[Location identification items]

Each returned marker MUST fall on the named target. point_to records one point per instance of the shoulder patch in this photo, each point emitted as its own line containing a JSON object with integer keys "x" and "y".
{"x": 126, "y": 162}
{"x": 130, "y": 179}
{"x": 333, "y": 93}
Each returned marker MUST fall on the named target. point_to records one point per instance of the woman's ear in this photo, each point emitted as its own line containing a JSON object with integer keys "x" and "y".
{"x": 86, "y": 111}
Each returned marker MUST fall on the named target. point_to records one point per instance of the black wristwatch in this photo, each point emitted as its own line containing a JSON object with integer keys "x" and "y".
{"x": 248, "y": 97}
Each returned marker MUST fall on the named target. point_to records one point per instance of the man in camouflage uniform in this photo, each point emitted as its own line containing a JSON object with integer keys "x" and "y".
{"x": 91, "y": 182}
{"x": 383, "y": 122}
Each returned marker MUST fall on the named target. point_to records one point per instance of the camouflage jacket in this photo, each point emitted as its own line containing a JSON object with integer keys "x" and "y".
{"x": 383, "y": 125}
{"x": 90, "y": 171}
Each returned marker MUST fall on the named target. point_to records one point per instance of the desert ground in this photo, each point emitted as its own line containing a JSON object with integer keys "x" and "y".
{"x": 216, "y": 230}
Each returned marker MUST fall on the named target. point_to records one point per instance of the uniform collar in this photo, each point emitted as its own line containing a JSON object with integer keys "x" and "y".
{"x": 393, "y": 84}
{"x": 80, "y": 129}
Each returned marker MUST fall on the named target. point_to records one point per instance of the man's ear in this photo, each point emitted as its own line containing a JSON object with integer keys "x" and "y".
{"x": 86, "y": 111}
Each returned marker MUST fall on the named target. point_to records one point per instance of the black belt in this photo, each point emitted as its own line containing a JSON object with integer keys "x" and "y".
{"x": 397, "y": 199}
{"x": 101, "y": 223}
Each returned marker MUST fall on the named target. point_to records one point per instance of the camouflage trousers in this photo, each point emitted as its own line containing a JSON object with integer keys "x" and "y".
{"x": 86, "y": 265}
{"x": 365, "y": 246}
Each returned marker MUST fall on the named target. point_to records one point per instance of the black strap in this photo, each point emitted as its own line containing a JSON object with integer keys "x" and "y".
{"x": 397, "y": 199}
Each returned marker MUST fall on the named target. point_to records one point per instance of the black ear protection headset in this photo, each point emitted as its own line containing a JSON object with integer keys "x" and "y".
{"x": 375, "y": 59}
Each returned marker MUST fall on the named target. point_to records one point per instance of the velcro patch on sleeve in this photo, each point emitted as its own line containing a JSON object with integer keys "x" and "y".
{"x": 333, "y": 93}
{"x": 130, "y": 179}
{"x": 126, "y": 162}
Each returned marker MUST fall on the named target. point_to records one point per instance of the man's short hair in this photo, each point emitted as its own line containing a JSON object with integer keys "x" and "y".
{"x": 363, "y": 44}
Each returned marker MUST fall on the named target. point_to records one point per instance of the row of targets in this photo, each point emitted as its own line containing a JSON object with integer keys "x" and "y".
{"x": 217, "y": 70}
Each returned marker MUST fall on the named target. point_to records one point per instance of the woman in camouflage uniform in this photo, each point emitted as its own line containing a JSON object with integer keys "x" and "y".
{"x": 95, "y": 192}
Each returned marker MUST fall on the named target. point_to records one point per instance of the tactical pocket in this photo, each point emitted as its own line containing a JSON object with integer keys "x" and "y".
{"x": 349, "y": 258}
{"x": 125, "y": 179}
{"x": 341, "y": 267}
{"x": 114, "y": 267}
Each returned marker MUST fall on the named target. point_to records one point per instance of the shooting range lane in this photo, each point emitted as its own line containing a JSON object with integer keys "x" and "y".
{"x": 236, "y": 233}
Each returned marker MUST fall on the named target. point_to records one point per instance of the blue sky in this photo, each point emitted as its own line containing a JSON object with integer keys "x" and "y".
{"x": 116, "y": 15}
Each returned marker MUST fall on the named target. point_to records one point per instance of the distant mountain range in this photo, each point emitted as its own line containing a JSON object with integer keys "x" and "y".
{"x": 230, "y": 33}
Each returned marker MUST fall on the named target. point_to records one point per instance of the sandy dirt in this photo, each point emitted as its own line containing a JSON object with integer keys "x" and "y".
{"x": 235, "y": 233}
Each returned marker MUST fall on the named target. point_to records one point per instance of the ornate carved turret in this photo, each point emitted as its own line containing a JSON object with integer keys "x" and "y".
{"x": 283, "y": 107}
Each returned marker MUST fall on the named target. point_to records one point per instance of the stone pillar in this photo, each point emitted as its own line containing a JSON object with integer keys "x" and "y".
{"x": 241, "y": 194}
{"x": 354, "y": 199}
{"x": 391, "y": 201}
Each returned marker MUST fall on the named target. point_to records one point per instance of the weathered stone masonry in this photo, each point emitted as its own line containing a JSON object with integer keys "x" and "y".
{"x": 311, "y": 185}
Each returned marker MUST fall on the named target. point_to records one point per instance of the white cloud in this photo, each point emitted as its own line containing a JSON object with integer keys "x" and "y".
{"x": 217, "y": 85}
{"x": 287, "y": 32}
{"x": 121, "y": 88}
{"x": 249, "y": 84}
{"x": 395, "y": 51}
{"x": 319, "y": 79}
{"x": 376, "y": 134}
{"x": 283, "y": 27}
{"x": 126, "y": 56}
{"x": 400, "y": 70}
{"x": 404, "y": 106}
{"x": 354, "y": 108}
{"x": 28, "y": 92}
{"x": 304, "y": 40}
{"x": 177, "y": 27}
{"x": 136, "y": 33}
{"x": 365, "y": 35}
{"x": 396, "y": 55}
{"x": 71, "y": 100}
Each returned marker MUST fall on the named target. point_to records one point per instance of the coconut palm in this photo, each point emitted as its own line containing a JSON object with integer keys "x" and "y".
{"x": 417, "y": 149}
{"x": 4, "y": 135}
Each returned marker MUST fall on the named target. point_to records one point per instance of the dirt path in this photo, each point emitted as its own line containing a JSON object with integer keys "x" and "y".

* **Goal**
Go through the records above and retype each one exactly.

* **Full output**
Each returned marker MUST fall on the named target. point_to records one point per instance of the shoulder patch in this photo, each point emitted as its own line containing a JSON object with integer keys "x" and "y".
{"x": 126, "y": 162}
{"x": 130, "y": 179}
{"x": 333, "y": 93}
Each returned marker MUST fall on the named target. point_to records one point per instance of the woman's ear in this photo, each point emitted as its own line containing a JSON object with integer keys "x" and "y".
{"x": 86, "y": 111}
Each returned marker MUST fall on the named target. point_to records one point per instance of the black wristwatch in this photo, each point emitted as its own line containing a JSON object with integer keys "x" and "y".
{"x": 248, "y": 97}
Each returned marker MUST fall on the named target. point_to records one point per instance of the man in camouflage uniform in this photo, each point emitted as its own line containing a JSON object with integer keys "x" and "y".
{"x": 91, "y": 182}
{"x": 383, "y": 122}
Each returned marker MUST fall on the named target. point_to records one point per instance of the camouflage jacket in this photo, each point emitted as its own line containing a JSON object with integer keys "x" and "y".
{"x": 383, "y": 125}
{"x": 90, "y": 171}
Each returned marker MUST fall on the named target. point_to records one point per instance of the desert ground in this photo, each point emitted as its own line containing a JSON object with integer keys "x" and "y".
{"x": 216, "y": 230}
Each returned marker MUST fall on the named target. point_to records one point per instance of the uniform collar in this photo, each point emitted as its own line containing a JSON object with integer keys "x" and "y".
{"x": 393, "y": 84}
{"x": 80, "y": 129}
Each returned marker MUST fall on the named target. point_to records one point per instance of the man's ear in this photo, each point emitted as its own line containing a JSON object with integer keys "x" and "y".
{"x": 86, "y": 111}
Each returned marker MUST fall on the named target. point_to records one point per instance of the black belt in this photo, each point emitted as its own line containing a JSON object with integer keys "x" and "y".
{"x": 397, "y": 199}
{"x": 101, "y": 223}
Each returned marker MUST fall on the named target. point_to records one point per instance of the camouflage trousers in this photo, each point emitted as its own line containing a JSON object with integer keys "x" and "y".
{"x": 86, "y": 265}
{"x": 365, "y": 246}
Each returned marker MUST fall on the named target. point_to records one point per instance of the black strap in this photo, each point emitted as its own line containing a JSON object with integer keys "x" and "y".
{"x": 397, "y": 199}
Each returned marker MUST fall on the named target. point_to records one point per instance of the black ear protection headset in this photo, each point emitted as its own line containing a JSON object with integer keys "x" and "y".
{"x": 375, "y": 59}
Each returned marker MUST fall on the named target. point_to records one point per instance of the velcro patch on sleeve in this photo, each point emitted as its own line containing a JSON object with integer keys "x" and "y".
{"x": 333, "y": 93}
{"x": 130, "y": 179}
{"x": 126, "y": 162}
Each returned marker MUST fall on the named target. point_to records one point per instance of the man's short hair in this photo, each point emitted as its own line containing a JSON object with integer keys "x" and "y".
{"x": 363, "y": 44}
Each returned marker MUST fall on the named target. point_to records one point per instance of the row of targets in this photo, each point emitted as its own line containing a JSON object with integer keys "x" and "y".
{"x": 217, "y": 70}
Each returned marker MUST fall on the named target. point_to records one point per instance of the woman in camouflage uniform in this photo, each point emitted as its own line containing a JSON object with integer keys "x" and "y".
{"x": 95, "y": 192}
Each returned marker MUST fall on the named target. point_to records one point per instance of the tactical pocket in this photo, each point emitted as its own line containing a JSON object with integer keys "x" and "y".
{"x": 349, "y": 258}
{"x": 125, "y": 179}
{"x": 341, "y": 267}
{"x": 114, "y": 267}
Each returned marker MUST fall on the named target. point_to records one point per instance of the shooting range lane in this photo, each point emitted as its own line containing a JSON object with integer keys "x" and "y".
{"x": 236, "y": 233}
Each returned marker MUST fall on the named target. point_to records one point per instance of the blue sky in this photo, each point emitted as its own line containing a JSON object with integer keys "x" and "y".
{"x": 116, "y": 15}
Each returned marker MUST fall on the named target. point_to records one point per instance of the distant mountain range in this photo, each point emitted as its own line containing a JSON object with integer keys "x" and "y".
{"x": 230, "y": 33}
Each returned marker MUST fall on the named target. point_to records one point per instance of the sandy dirt in this photo, each point emitted as its own line containing a JSON object with integer keys "x" and "y".
{"x": 235, "y": 233}
Each returned marker MUST fall on the named target. point_to records one point per instance of the ornate carved turret in this photo, each point emitted as its own line containing a JSON object with integer keys "x" and "y".
{"x": 283, "y": 107}
Each returned marker MUST fall on the named target. point_to records one point per instance of the stone pillar in this photo, each point emitted as its own line containing a JSON object with integer keys "x" and "y".
{"x": 241, "y": 194}
{"x": 354, "y": 199}
{"x": 391, "y": 201}
Each returned marker MUST fall on the named target. point_to records one point per instance of the weathered stone masonry in this photo, each point emitted as its own line containing a JSON object with integer keys "x" and "y".
{"x": 311, "y": 185}
Each returned marker MUST fall on the named target. point_to records one point per instance of the white cloud in this photo, each point emitted as its own line containing a JSON object with integer keys "x" and "y".
{"x": 217, "y": 85}
{"x": 287, "y": 32}
{"x": 121, "y": 88}
{"x": 249, "y": 84}
{"x": 395, "y": 51}
{"x": 319, "y": 79}
{"x": 376, "y": 134}
{"x": 283, "y": 27}
{"x": 126, "y": 56}
{"x": 400, "y": 70}
{"x": 404, "y": 106}
{"x": 354, "y": 108}
{"x": 28, "y": 92}
{"x": 304, "y": 40}
{"x": 177, "y": 27}
{"x": 136, "y": 33}
{"x": 365, "y": 35}
{"x": 396, "y": 55}
{"x": 71, "y": 100}
Each returned marker MUST fall on the named target. point_to records one point per instance of the coconut palm in this photo, each point emitted as its own line containing a JSON object with integer keys "x" and "y".
{"x": 417, "y": 149}
{"x": 4, "y": 135}
Each returned marker MUST fall on the named target. point_to records one point per instance of the dirt path in this photo, each point emitted as its own line containing a JSON object with integer keys "x" and "y".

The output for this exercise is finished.